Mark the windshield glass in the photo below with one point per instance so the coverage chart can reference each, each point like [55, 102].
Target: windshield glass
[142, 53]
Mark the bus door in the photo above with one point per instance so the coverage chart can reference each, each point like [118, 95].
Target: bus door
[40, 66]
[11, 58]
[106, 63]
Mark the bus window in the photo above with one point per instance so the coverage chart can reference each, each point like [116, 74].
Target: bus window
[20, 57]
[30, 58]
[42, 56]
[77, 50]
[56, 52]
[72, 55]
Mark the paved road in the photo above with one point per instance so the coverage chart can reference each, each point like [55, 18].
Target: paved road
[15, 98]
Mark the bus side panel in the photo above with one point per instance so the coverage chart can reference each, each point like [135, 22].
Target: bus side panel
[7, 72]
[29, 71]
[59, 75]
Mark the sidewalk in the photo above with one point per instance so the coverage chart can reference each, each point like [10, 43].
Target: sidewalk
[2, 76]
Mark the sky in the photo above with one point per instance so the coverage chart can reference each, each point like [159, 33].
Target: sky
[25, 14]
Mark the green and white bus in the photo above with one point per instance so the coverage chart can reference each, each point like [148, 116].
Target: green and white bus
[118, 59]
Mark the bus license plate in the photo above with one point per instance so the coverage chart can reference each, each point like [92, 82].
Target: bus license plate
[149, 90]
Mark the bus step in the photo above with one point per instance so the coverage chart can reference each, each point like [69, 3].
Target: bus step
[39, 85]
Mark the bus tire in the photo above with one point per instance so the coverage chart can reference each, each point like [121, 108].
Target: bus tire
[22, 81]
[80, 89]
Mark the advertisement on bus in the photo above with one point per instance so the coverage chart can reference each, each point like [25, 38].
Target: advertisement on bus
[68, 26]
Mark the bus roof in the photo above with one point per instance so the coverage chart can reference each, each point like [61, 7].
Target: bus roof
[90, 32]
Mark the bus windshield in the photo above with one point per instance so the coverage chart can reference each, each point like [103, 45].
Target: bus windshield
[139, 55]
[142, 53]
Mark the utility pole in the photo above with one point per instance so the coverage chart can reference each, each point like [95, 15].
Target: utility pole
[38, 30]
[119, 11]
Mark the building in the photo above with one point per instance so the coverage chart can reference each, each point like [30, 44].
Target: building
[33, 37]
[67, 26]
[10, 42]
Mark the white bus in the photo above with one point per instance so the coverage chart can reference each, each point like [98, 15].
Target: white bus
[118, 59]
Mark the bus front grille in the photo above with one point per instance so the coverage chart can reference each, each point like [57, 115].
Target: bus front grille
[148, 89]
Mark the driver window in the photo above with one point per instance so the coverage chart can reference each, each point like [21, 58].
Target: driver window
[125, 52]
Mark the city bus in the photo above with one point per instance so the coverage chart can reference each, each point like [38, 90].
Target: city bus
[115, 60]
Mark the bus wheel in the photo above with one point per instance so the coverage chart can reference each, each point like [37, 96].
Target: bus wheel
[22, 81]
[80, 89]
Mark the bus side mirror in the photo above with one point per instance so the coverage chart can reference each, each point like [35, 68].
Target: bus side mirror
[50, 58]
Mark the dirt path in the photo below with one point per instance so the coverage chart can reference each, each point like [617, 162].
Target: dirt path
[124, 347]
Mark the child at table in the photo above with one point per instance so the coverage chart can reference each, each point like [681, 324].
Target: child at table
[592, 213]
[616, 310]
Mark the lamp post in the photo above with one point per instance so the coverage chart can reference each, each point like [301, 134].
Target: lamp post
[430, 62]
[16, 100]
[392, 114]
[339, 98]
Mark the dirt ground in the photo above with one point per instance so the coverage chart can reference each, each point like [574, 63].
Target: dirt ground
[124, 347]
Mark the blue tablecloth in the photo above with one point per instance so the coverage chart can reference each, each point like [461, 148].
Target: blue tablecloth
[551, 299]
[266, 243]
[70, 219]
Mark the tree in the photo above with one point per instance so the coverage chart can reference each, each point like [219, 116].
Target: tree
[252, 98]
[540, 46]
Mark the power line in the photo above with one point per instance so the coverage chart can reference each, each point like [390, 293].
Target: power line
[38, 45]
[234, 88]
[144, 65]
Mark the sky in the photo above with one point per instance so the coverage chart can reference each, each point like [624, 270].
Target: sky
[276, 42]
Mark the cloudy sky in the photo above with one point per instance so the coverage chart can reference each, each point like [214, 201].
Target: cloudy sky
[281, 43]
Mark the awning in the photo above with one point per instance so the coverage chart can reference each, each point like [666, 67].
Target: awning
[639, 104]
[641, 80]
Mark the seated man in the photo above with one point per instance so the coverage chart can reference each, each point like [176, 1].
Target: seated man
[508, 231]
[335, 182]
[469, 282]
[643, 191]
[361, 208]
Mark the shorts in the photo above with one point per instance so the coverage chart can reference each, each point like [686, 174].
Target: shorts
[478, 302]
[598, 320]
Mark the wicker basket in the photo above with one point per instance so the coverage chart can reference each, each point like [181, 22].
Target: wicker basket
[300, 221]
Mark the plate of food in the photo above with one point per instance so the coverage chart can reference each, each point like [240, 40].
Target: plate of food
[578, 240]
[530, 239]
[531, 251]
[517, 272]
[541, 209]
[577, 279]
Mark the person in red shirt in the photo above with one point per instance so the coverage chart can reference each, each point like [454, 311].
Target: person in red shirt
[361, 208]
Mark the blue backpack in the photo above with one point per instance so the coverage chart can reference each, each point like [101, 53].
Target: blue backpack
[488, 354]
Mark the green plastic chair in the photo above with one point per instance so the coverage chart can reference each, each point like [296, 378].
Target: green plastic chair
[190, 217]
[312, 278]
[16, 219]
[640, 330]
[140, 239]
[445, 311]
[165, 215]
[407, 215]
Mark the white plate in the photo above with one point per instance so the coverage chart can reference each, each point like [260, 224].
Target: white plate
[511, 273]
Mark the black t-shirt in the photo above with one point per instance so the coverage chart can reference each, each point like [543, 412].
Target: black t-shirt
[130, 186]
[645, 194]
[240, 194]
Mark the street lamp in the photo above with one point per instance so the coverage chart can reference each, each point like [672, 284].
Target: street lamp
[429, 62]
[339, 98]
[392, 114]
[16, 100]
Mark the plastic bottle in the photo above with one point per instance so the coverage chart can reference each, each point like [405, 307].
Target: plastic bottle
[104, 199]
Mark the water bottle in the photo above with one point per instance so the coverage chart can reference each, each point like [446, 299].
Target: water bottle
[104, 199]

Task prompt:
Go through the data and show each line that holds "below".

Written answer:
Mark the windshield glass in the photo below with one point per instance so the coverage chart can reference each, each point like [55, 102].
Mark the dirt path in the photo below with one point per instance so the coverage chart can reference each, each point like [617, 162].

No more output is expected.